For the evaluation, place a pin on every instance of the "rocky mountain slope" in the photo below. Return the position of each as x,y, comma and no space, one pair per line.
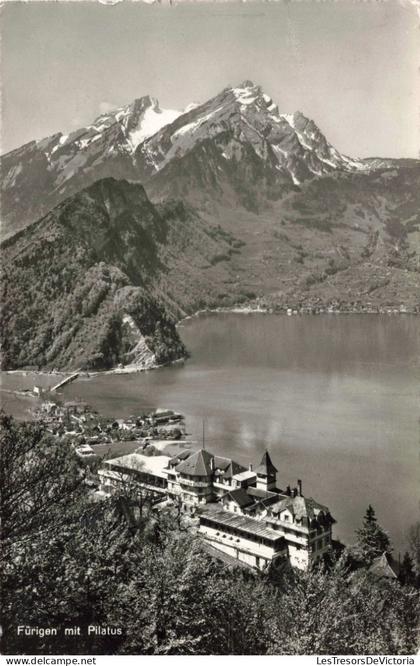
250,205
89,285
138,141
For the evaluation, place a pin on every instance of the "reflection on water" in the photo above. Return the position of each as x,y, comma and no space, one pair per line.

- - - - -

> **GIVEN REQUEST**
Reproduce all the records verbatim, excluding images.

> **FINAL RESULT**
For the evaluation, place a pin on every instance of the "rocky mountain slope" in the photo below. Return the position of each as x,y, comma and no space, one pair per line.
250,205
89,285
138,141
For the evaluation, place a pin on every instance of the "reflection on water" in the photo above. Return the position of each as x,y, comma and no space, one pair per line.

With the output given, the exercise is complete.